◆ **Entries taken from a collection**:
+ + + + + + +

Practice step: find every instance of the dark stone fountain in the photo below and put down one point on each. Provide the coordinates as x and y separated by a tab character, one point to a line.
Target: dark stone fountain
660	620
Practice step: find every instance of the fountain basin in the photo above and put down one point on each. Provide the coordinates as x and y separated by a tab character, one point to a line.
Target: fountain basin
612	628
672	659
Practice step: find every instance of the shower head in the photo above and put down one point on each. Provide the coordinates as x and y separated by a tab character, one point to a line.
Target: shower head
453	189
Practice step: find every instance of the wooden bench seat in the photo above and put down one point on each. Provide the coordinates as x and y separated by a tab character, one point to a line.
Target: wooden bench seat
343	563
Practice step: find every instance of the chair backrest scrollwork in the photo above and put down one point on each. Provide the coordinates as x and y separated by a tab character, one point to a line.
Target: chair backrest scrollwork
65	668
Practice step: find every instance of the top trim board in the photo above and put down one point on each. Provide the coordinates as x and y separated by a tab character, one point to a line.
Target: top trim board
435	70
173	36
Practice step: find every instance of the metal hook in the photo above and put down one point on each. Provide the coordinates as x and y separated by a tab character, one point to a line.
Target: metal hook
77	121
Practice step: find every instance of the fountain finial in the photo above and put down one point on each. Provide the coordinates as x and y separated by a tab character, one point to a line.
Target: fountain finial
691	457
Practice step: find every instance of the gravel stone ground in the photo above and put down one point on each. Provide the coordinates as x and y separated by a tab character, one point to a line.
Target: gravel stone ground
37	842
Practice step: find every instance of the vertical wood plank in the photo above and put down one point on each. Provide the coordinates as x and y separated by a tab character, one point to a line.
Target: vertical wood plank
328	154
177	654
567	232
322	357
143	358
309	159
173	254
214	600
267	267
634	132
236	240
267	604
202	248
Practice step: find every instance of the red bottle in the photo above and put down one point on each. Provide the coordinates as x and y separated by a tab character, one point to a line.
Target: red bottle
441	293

+ + + + + + +

◆ **REQUIREMENT**:
Output each line exactly, from the first line of the data down to the line that contains "Practice step: find every instance of the fountain basin", both included.

◆ **EXPECTED ANSWER**:
Practice step: find every instance of the dark stone fountain in the photo below and put down one point on each. Provide the coordinates as x and y separated by a tab character, one point to a line.
Target: dark stone fountain
660	620
Practice step: find every instance of the fountain basin in the photo above and put down one point on each. Provide the coordinates as x and y separated by a tab character, one point to a line.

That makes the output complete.